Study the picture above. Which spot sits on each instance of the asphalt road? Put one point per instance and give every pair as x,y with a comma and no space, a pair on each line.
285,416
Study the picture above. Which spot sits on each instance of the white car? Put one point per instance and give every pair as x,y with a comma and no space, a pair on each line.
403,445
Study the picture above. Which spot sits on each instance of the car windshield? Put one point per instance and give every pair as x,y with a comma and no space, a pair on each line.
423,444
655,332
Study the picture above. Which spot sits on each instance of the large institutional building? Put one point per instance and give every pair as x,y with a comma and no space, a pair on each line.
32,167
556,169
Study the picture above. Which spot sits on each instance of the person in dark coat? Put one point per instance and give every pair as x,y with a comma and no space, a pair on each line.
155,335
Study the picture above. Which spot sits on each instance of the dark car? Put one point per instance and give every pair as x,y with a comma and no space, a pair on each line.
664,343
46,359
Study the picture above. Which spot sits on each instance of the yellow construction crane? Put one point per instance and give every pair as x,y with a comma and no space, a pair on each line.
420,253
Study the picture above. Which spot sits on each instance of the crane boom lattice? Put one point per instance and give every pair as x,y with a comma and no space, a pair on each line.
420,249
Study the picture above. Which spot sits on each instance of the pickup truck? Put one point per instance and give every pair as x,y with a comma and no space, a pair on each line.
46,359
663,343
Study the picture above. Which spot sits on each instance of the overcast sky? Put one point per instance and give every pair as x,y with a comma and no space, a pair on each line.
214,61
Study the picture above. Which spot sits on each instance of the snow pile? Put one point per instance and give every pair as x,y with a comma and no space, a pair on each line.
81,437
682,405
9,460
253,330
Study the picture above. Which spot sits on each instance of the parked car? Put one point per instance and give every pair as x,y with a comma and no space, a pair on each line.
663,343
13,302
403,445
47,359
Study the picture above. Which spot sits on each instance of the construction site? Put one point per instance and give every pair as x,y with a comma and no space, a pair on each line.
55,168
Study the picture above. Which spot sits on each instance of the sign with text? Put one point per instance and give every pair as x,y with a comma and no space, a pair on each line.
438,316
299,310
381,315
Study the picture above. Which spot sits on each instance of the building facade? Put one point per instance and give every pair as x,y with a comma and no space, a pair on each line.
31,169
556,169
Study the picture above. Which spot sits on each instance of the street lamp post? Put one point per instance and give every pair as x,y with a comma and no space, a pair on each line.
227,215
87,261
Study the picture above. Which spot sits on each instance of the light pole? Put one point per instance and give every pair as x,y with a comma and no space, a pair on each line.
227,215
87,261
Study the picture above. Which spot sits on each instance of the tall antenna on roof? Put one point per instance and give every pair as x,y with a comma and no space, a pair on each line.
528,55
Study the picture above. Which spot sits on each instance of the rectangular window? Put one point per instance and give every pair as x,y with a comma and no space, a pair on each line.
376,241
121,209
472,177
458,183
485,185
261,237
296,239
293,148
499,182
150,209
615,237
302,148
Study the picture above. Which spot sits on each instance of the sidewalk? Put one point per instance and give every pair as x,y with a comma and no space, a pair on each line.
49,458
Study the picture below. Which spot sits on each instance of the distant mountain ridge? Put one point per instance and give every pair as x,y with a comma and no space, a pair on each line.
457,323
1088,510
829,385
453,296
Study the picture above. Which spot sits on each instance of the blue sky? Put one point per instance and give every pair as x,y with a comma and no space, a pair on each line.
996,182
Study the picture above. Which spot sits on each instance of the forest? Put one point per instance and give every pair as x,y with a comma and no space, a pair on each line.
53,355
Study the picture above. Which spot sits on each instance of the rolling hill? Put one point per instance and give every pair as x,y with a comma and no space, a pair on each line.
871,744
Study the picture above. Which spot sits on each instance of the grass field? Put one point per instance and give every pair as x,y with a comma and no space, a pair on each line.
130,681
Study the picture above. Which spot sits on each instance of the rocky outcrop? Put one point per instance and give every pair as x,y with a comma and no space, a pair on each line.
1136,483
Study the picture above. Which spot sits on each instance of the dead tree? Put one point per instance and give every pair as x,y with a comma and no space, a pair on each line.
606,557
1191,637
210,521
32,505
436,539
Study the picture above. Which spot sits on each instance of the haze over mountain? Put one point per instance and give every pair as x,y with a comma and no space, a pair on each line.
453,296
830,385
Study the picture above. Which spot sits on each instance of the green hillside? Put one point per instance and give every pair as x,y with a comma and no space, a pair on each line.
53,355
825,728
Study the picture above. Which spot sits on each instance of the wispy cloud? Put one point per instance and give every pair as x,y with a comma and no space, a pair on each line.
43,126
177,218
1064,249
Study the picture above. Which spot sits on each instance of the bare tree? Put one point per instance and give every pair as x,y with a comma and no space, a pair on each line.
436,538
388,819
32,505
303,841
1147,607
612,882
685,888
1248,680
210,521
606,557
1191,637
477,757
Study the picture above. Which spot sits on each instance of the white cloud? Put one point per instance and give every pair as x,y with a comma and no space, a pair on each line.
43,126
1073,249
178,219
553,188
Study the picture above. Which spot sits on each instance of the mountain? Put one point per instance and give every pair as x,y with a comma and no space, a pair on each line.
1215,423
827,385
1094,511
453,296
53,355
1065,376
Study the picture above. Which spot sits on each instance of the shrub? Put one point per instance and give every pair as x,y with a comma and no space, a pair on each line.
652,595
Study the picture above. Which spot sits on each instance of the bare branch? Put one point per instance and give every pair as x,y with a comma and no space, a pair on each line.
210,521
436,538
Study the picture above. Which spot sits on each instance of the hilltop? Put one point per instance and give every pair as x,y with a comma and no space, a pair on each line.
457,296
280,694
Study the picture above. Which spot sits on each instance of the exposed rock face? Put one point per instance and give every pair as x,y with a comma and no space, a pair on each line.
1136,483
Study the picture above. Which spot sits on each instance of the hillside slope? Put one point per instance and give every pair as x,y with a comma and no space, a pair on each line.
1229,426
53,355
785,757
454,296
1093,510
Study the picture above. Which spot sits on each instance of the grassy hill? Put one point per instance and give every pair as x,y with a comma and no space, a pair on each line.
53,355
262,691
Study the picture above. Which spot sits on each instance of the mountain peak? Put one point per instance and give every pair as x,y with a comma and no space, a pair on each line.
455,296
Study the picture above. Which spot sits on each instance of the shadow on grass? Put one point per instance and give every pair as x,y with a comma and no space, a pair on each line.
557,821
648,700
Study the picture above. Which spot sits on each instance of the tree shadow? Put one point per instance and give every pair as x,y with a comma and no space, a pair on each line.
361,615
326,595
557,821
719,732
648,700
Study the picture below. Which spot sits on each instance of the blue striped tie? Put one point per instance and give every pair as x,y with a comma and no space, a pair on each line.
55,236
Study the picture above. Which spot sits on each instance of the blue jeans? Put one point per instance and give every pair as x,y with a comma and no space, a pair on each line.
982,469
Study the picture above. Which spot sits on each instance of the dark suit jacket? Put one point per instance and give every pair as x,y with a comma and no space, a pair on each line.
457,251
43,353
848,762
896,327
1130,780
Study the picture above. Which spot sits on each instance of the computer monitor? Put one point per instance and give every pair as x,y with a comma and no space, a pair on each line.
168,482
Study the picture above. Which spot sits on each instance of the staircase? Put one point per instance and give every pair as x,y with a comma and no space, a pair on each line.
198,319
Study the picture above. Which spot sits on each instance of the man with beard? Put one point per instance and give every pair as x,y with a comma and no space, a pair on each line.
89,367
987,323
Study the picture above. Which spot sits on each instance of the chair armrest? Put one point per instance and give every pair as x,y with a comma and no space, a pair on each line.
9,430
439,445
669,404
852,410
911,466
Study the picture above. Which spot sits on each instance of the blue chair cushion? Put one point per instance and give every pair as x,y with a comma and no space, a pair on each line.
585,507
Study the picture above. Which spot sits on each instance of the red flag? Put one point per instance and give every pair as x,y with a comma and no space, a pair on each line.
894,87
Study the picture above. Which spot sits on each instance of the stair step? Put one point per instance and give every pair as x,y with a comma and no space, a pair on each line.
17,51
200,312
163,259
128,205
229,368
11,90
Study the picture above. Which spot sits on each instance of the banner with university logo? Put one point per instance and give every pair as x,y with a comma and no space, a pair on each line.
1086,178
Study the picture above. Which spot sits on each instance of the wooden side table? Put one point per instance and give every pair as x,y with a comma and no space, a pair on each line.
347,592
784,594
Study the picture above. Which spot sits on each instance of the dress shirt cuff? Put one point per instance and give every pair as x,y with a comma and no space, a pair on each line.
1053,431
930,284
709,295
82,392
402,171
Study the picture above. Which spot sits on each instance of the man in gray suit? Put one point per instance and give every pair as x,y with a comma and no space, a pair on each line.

--------------------------------

■ THE EXERCISE
With both ends included, please retype exactly the lines from the line containing "the stair step?" to the final line of the data.

■ ANSWER TO THIS PROBLEM
Study the picture above. Which spot sits on each instance of the stair step? Put one point per instance and give every pair as x,y with a comma and no space, a pair on each line.
17,51
200,312
163,259
128,205
229,368
11,90
Study the picture above. Which spot sits on each instance of the banner with university logo? Put one point per instance and give every pair as x,y with a comma and no space, a pair on each line.
1086,178
Study the picture above. Which spot sits on each instance of the wooden side table? Put one point per instance and give every pair as x,y with a comma and no space, a pair on each line.
347,592
784,594
Study the picture above. Which spot sits on each instance of the dress shirt cuff? Put one point per instance and give every pair as x,y with a comma and no space, a pair on each line.
1053,431
930,284
709,295
82,392
402,171
Study the picture above. Which spot sits on each instance of the man in gray suit? Put one point per instance and give every pair as x,y with a comma and no space, a pair on each line.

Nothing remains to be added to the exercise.